Task to carry out: In the excerpt on reference station networks, which RTCM standard now includes network parameter broadcasting?

Source document:

#####

The well known advantages provided by reference station network information include improved modeling of the residual
tropospheric, ionospheric and orbit biases. The system state vector, including the parameters of the bias model, is evaluated via
Kalman filtering from the undifferenced observation equations. On the rover side, corrections are applied to the observations as single
differences, then the model estimates and recovers the undifferentiated residual biases.
1. MOTIVATION
Continuous operating reference stations, tracking GPS or
GLONASS, and in the future also Galileo, can be coordinated in
static and also real time networks. Real time networks provide
the support for surveying type applications, as for reference
frame realization and maintenance, weather and space-weather
forecasting, physical and geophysical type applications. The
network properties can be defined under different aspects:
e Provided products and services and their broadcasting
infrastructure.
e Network extension, density and distribution of the reference
stations.
e Network architecture, number and interconnection of the
master stations, communication network.
e Mathematical models and algorithms.
e Integration of different source data, as meteo, radar, VLBI,
laser ranging, etc.
The paper focus on bias estimating and surveying type
applications. To overcome the limitations of standard RTK
systems, reference networks of permanent operating GPS
stations can provide Network RTK (NRTK) services,
broadcasting network based state parameters to the mobile user,
who is then enabled to operate in Multi Reference Station or
Virtual Reference Station mode.
Network parameter broadcasting is limited in the RTCM 2x
standards, but is now included in the new RTCM 3.0 standard.
Standardisation discussion within RTCM in the new version
design, has targeted the interoperability between reference station
systems and rover receivers from various manufacturers.

#####

Information provided:
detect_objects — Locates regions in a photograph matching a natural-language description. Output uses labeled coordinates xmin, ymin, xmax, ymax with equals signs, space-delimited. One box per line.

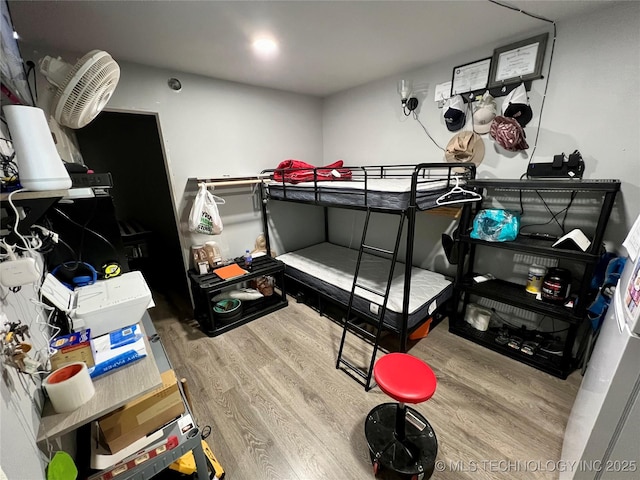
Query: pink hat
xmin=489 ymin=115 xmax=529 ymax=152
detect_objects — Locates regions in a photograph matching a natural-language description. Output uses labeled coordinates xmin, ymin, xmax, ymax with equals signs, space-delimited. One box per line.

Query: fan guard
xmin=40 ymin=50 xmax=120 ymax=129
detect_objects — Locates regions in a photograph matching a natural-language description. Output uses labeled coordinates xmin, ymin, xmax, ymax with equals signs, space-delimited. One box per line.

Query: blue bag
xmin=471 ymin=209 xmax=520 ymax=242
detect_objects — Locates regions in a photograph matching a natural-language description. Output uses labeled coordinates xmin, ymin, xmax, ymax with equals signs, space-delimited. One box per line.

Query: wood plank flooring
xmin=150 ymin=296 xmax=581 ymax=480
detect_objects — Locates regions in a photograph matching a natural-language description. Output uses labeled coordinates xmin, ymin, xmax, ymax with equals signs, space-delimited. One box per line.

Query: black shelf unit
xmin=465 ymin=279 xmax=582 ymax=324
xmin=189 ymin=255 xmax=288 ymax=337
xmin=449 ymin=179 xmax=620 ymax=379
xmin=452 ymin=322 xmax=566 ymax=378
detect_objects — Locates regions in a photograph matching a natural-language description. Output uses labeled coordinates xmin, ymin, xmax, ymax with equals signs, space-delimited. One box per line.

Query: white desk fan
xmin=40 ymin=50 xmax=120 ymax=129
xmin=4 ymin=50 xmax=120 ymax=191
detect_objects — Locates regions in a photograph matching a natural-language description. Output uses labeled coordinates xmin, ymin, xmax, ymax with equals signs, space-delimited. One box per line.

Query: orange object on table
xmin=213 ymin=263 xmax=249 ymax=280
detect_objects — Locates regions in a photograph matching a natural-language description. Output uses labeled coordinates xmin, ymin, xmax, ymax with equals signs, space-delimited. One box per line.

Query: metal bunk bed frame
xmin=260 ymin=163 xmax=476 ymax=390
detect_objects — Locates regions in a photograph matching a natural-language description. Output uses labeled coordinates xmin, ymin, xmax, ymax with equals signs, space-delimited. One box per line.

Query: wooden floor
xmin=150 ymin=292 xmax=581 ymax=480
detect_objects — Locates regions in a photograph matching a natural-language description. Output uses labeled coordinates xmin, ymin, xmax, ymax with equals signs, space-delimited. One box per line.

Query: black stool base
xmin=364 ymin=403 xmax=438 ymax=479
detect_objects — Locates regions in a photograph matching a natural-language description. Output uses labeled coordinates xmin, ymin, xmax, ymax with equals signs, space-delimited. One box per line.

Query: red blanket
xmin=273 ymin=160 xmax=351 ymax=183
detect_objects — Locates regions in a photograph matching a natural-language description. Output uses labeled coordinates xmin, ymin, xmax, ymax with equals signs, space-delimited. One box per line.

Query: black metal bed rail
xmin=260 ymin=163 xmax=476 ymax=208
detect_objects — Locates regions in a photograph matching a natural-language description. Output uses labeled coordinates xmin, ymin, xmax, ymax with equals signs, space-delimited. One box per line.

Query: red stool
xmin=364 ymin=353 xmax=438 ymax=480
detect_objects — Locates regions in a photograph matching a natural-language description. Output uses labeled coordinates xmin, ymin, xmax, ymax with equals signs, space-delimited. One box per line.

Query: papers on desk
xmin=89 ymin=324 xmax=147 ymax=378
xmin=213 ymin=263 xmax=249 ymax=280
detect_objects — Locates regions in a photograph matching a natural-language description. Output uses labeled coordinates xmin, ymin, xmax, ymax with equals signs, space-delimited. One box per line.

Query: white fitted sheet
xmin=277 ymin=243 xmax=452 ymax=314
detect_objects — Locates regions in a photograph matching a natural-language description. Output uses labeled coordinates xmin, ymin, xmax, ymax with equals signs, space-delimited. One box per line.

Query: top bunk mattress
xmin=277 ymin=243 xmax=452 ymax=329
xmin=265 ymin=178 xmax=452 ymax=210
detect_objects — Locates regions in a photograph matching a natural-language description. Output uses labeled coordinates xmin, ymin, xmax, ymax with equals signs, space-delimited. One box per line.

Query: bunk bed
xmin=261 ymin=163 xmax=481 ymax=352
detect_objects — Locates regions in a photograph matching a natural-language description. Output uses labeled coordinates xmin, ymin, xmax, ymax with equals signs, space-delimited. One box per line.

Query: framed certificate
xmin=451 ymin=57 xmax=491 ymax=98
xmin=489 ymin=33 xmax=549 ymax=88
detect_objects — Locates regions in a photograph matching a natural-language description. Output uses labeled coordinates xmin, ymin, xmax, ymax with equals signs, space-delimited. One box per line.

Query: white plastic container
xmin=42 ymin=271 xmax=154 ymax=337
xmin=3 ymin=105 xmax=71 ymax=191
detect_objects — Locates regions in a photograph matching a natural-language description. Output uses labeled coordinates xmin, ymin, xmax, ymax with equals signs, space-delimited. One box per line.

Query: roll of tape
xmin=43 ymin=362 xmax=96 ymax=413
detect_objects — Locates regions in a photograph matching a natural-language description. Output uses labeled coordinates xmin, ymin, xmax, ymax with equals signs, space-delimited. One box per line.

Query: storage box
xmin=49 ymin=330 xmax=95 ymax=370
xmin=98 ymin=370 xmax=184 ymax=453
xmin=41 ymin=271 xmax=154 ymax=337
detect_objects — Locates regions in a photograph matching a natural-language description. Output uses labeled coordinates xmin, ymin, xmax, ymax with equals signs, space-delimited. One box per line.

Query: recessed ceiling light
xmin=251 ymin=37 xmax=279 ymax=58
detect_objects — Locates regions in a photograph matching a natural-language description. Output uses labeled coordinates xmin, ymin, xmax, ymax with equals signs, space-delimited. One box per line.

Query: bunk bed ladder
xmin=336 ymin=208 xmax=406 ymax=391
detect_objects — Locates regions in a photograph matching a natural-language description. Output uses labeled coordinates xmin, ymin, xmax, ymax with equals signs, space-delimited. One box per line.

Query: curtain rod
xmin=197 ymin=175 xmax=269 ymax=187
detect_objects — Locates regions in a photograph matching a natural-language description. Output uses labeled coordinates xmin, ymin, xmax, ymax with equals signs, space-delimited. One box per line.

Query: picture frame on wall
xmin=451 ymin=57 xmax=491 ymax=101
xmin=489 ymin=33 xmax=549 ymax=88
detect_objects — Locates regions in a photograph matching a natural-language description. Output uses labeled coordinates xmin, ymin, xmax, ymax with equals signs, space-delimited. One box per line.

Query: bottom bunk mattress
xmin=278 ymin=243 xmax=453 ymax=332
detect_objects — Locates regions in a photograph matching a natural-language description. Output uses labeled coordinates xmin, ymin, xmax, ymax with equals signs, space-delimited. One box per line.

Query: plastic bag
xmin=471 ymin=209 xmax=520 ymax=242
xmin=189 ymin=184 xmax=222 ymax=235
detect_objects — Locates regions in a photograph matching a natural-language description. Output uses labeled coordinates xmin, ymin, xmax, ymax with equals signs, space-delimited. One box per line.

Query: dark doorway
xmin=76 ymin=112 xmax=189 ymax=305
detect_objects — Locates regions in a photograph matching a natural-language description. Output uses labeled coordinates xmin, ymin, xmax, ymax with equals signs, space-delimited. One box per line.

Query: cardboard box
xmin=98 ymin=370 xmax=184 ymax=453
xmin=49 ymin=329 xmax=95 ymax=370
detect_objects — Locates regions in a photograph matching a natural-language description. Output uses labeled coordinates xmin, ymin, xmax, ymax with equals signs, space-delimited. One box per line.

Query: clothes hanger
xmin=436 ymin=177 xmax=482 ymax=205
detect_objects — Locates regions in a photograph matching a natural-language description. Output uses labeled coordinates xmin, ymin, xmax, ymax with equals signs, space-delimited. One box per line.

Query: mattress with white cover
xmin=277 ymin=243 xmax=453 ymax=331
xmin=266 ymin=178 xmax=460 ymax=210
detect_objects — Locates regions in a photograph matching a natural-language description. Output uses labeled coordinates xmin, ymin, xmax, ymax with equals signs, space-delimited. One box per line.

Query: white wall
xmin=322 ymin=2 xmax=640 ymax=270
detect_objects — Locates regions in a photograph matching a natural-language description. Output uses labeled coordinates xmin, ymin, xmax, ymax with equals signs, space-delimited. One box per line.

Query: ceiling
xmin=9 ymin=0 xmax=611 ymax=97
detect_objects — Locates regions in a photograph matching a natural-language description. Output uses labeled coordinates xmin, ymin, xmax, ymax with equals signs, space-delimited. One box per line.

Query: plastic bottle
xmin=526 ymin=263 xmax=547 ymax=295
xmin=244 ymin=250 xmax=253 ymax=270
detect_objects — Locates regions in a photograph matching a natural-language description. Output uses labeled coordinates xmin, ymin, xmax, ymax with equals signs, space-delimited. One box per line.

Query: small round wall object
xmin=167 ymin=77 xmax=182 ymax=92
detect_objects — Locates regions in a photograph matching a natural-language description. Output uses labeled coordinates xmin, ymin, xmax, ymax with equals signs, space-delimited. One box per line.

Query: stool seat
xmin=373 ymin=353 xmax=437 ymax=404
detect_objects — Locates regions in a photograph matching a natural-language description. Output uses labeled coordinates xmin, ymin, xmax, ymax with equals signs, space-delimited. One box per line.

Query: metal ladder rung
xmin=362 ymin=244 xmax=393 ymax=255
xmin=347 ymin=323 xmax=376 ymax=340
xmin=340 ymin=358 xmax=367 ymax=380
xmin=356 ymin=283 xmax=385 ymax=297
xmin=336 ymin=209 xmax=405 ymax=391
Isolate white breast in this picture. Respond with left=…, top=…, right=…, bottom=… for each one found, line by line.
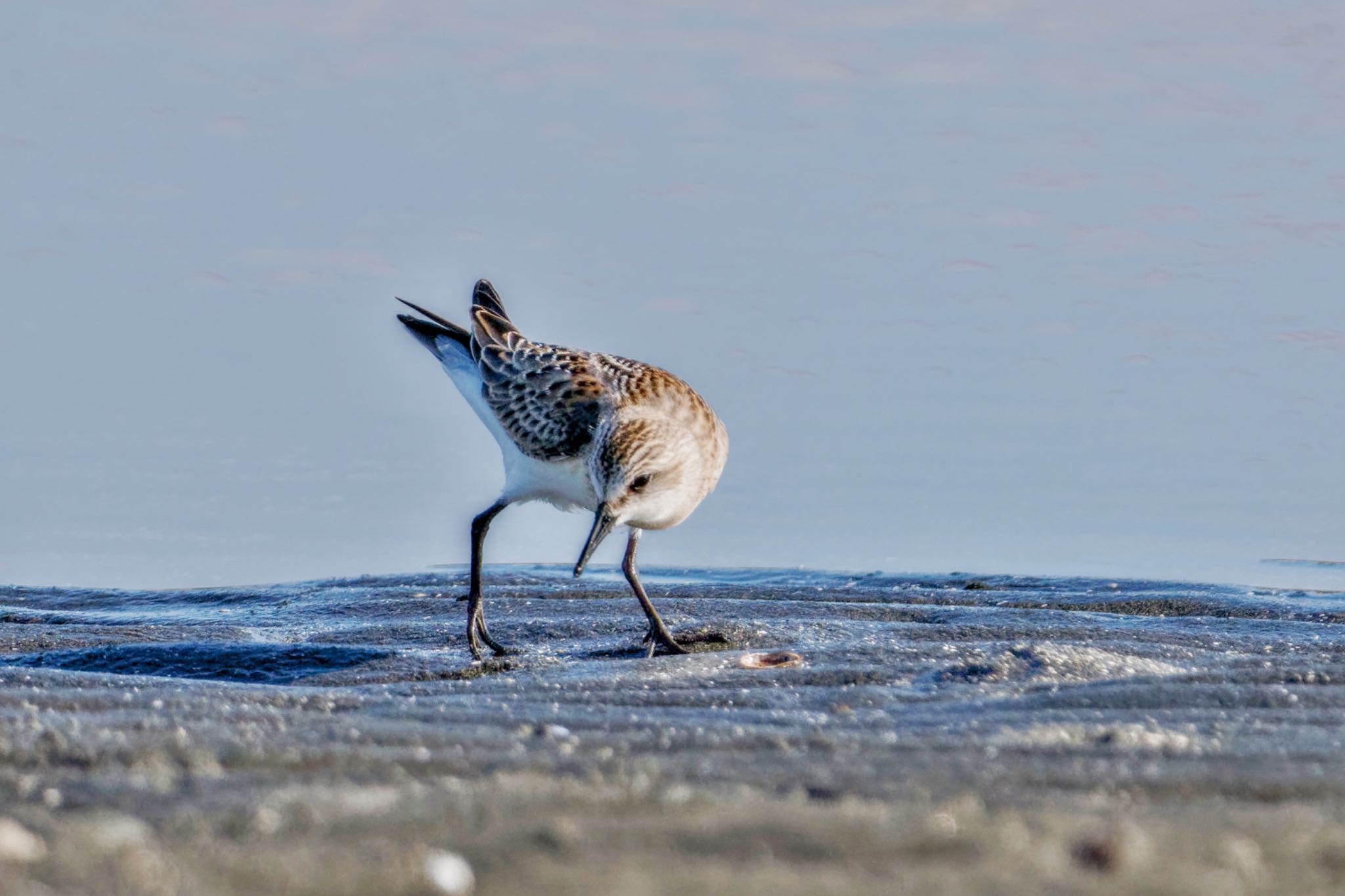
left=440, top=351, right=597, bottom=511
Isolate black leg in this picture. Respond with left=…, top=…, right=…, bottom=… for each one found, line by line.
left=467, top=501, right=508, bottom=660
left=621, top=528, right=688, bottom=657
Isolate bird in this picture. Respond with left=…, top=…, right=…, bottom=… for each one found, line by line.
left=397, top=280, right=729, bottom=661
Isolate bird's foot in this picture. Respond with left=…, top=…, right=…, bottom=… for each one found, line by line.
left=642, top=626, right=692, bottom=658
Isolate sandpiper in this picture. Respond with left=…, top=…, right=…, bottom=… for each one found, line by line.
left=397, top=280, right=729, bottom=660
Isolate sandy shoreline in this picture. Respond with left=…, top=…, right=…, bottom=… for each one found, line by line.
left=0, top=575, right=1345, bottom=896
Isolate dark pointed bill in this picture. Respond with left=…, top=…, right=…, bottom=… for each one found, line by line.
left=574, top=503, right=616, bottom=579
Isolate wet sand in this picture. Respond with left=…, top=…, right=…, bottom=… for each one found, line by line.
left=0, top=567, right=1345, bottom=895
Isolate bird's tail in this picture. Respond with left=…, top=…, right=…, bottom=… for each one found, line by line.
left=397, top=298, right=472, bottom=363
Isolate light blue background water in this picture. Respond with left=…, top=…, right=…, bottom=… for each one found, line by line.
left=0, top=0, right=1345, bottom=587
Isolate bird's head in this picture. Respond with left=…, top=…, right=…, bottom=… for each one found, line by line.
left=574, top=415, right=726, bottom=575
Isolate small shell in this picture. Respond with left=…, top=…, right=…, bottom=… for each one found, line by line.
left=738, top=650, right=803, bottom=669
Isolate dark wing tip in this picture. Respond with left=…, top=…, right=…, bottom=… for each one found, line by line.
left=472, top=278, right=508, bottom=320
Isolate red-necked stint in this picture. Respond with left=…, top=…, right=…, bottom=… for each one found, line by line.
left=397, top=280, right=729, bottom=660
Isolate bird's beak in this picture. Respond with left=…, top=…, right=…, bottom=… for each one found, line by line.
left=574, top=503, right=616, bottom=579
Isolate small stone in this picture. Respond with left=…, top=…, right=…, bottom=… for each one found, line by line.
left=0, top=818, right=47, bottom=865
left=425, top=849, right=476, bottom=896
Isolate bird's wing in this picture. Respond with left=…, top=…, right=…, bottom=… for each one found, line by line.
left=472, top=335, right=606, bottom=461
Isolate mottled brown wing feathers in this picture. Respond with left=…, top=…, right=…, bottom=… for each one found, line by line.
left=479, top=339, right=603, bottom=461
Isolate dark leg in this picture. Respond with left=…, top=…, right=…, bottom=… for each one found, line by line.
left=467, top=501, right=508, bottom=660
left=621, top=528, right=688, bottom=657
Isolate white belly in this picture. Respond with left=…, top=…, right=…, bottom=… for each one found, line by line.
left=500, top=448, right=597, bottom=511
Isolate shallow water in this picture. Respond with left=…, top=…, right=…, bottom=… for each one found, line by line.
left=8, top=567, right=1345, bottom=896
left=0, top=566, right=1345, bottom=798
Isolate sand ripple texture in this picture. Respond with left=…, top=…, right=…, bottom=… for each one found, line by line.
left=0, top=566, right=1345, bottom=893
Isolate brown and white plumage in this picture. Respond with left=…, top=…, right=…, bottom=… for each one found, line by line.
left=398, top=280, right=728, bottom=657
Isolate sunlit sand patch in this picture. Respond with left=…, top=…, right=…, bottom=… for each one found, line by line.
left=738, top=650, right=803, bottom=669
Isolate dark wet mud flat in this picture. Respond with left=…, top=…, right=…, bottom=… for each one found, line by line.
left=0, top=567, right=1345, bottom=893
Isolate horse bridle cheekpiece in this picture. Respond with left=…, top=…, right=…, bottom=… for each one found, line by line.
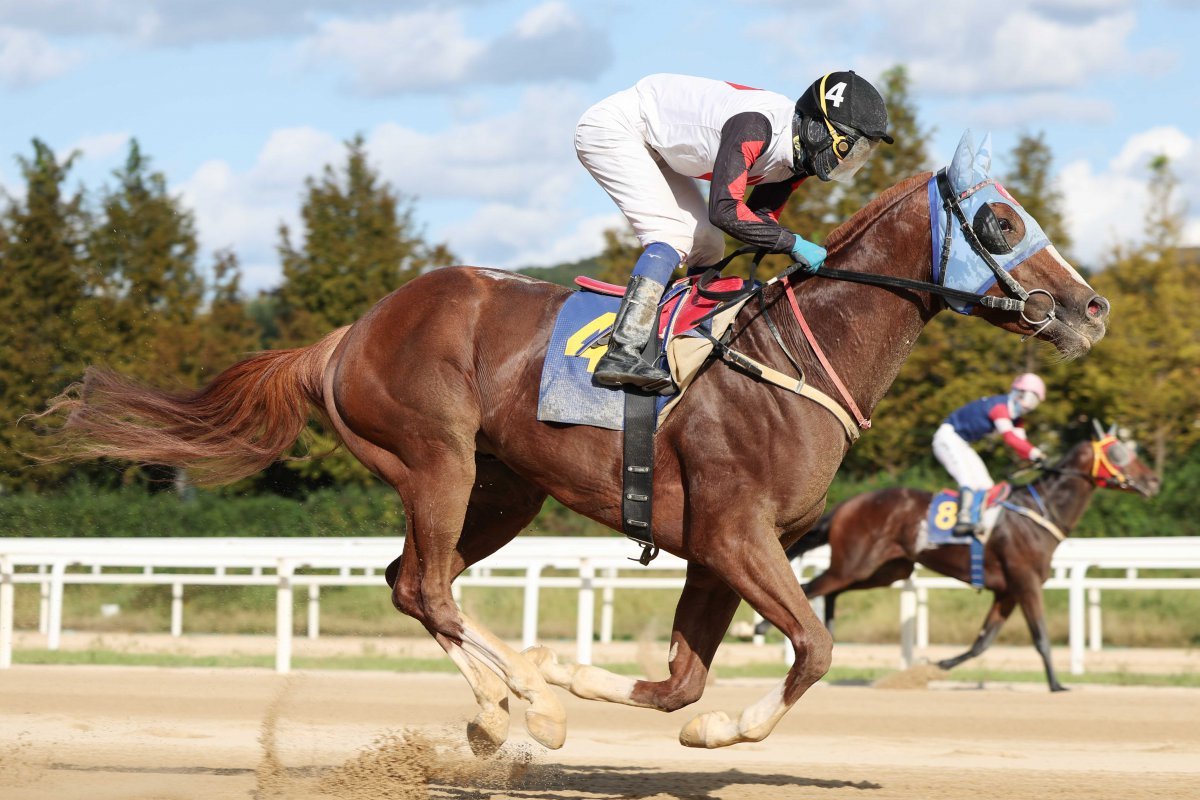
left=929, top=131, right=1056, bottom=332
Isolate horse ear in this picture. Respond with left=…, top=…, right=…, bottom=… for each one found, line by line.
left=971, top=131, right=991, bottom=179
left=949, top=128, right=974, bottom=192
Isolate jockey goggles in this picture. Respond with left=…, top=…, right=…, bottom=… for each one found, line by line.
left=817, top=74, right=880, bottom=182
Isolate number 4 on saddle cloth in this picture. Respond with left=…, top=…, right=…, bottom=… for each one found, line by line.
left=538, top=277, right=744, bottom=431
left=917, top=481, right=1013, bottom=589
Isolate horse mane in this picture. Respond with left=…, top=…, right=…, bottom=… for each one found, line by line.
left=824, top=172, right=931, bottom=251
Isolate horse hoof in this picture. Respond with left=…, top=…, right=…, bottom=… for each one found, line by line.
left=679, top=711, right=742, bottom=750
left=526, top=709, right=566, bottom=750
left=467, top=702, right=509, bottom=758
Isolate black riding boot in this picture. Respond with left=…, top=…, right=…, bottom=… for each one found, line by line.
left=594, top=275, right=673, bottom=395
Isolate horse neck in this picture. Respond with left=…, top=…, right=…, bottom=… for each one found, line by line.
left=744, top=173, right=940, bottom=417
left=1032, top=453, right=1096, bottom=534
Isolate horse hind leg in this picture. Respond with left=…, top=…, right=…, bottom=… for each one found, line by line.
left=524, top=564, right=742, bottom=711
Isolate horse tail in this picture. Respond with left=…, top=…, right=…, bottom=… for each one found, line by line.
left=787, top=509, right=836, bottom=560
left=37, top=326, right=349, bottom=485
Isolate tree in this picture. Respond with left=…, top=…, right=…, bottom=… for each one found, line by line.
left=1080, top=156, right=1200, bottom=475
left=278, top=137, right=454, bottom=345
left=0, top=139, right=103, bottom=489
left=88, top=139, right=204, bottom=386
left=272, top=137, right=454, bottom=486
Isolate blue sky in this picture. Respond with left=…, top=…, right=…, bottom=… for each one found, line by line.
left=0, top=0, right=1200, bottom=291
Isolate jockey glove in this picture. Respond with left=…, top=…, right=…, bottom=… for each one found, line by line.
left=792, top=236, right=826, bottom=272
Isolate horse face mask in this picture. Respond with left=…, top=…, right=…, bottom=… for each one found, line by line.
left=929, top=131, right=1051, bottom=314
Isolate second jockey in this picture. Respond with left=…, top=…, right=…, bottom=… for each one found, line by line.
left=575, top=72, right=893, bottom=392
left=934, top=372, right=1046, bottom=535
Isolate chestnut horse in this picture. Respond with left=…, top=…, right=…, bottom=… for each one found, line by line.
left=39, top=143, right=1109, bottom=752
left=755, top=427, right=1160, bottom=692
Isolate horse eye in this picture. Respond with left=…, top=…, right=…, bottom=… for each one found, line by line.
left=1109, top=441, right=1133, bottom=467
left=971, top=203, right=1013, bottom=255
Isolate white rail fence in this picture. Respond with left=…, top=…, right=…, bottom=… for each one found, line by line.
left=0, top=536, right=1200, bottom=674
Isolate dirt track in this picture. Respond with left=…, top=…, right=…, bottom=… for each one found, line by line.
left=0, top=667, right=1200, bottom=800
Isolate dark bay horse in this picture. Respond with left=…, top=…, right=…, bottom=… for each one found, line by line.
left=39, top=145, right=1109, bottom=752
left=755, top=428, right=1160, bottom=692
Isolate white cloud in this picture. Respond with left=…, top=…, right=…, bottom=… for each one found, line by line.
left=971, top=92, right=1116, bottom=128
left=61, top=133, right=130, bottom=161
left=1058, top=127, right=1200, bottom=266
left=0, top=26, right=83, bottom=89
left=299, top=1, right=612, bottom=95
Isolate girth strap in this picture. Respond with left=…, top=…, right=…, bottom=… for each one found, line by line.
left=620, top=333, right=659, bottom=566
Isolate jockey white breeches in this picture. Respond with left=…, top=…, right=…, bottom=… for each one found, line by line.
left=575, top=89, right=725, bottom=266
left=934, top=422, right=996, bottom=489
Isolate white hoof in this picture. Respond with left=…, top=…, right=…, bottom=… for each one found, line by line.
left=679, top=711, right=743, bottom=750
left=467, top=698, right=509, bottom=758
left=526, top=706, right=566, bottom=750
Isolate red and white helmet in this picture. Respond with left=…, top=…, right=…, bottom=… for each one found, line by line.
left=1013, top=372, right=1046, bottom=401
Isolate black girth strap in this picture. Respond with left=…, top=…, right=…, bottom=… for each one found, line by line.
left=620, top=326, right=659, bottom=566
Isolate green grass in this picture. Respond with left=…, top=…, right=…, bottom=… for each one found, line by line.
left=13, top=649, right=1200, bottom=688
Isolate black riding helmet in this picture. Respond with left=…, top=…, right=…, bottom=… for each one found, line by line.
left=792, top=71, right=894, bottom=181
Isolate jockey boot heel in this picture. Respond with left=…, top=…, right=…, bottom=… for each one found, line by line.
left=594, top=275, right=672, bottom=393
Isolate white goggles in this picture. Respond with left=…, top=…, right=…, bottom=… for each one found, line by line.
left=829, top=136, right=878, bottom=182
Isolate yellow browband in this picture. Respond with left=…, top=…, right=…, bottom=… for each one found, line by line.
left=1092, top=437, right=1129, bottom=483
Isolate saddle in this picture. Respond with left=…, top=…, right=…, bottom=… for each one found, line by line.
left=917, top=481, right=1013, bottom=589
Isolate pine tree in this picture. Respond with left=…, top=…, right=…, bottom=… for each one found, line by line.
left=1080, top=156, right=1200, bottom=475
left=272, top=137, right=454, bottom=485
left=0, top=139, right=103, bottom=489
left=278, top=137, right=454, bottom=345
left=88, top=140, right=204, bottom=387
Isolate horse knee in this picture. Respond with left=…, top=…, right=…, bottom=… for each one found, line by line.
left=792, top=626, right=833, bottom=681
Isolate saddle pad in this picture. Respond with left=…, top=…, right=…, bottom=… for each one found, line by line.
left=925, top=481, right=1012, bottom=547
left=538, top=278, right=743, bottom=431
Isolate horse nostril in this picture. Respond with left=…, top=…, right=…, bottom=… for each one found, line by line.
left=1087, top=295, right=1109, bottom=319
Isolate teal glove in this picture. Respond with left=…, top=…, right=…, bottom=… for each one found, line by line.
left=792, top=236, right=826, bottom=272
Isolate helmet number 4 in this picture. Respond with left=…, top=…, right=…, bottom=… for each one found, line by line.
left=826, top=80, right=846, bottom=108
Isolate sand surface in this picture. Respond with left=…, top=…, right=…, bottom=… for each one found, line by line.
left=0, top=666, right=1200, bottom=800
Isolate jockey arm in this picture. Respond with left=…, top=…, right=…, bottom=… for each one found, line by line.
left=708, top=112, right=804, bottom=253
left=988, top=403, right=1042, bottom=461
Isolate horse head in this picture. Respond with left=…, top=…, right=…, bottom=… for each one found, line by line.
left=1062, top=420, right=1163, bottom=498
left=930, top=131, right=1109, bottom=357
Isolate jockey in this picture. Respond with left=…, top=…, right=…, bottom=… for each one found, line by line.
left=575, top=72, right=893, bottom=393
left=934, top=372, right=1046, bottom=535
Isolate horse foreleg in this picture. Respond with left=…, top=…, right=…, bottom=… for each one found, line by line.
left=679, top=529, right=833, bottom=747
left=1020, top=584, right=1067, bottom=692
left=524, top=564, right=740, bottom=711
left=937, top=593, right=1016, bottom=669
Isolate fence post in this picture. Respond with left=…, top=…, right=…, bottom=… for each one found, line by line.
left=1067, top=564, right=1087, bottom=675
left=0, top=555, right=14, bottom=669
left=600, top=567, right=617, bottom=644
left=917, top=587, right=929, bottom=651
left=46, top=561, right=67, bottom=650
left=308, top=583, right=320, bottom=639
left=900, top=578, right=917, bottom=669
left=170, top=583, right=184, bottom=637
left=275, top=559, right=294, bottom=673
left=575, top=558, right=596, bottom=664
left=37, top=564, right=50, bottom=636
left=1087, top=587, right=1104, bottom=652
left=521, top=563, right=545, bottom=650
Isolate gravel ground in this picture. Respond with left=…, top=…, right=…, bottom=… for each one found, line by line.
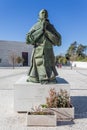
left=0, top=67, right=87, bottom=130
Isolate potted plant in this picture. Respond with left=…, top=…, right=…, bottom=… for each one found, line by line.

#####

Expected answer: The new RTCM 3.0 standard.